Check each statement against the text on balancing a weight on a stick, answering yes or no and quoting the words that decide it: 1. The stick stands for the muscles. 2. A gallon of milk is offered as a substitute for the kettlebell. 3. Turning the weight left and right takes little effort only while the stick stays centered under it.

╭─ TEXT SHOWN

Imagine this experiment:
You take a long stick, like a broom handle or a wooden dowel, and stand it vertically on its end.
Next, take a weight, let’s say a 10 or 15 lb. kettlebell, and place it on top of the stick, keeping it balanced.
If you don’t have a kettlebell, you could use a cantaloupe, or a basketball, even a gallon of milk if you dare.
One hand steadies the stick, the other steadies the weight.
Now in this little drama, the stick and weight together represent a body of sorts, a skeleton.
The stick supports the weight against the constant pull of gravity—just like your skeleton.
The joint between them creates the potential for both movement and support, similar to the joints you have throughout your body.
You play the role of the muscles, holding the weight and keeping it oriented on top of the stick.
Your job is to prevent the weight from falling off the stick.
Now, if you placed the weight more or less centered over the stick, your job is easy.
Your muscular cost is minimal.
You might have it so well centered that you need only the tip of your finger to keep it balanced.
And if you wanted to move the weight, turning it left and right like a head scanning the horizon, you’ll find that, too, takes exceedingly little effort, as long as the stick stays centered under the weight while you do it.

╰─
╭─ GIVEN DATA

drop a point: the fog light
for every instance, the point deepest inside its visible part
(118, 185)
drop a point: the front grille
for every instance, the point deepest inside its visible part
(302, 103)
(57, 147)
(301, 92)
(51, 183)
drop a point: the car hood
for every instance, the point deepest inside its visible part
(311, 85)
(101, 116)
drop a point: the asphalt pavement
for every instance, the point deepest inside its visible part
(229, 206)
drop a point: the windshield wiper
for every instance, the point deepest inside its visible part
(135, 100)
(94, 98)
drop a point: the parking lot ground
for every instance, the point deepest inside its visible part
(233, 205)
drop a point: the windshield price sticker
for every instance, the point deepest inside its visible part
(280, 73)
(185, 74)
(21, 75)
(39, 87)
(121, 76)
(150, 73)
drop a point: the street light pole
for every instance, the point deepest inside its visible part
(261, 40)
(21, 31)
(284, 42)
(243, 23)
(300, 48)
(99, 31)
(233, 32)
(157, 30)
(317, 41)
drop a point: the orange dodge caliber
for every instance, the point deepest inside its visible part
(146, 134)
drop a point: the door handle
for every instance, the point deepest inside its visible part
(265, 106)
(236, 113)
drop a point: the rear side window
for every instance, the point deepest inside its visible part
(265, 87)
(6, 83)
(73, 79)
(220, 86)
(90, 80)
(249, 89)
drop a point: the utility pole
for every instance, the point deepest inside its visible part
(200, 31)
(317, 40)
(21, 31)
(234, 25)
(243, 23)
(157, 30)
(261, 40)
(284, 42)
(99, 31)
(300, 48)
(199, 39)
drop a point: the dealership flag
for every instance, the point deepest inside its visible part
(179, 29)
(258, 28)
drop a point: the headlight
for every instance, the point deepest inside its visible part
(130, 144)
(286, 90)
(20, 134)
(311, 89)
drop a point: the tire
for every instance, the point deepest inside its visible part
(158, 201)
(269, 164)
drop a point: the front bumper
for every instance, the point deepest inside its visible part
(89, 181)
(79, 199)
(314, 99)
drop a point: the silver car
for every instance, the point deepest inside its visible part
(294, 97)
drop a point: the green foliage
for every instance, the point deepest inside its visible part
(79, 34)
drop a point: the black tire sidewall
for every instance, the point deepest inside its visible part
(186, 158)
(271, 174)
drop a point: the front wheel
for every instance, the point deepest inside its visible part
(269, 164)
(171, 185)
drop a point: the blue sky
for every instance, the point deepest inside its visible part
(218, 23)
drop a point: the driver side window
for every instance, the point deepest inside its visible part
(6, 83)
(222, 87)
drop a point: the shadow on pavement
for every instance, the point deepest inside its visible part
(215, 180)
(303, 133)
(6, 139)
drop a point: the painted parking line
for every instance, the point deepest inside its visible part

╰─

SOLUTION FOR THIS PROBLEM ->
1. No: "the stick and weight together represent a body of sorts, a skeleton."
2. Yes: "even a gallon of milk if you dare."
3. Yes: "takes exceedingly little effort, as long as the stick stays centered under the weight while you do it."